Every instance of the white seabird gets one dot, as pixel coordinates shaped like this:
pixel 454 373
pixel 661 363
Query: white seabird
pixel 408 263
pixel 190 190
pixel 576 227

+++

■ Job ■
Copy each of the records above word for word, keeping every line unchanged.

■ Solution ■
Every instance of the white seabird gets one dot, as pixel coordinates shaped like this:
pixel 454 373
pixel 661 363
Query: white seabird
pixel 408 263
pixel 190 190
pixel 576 227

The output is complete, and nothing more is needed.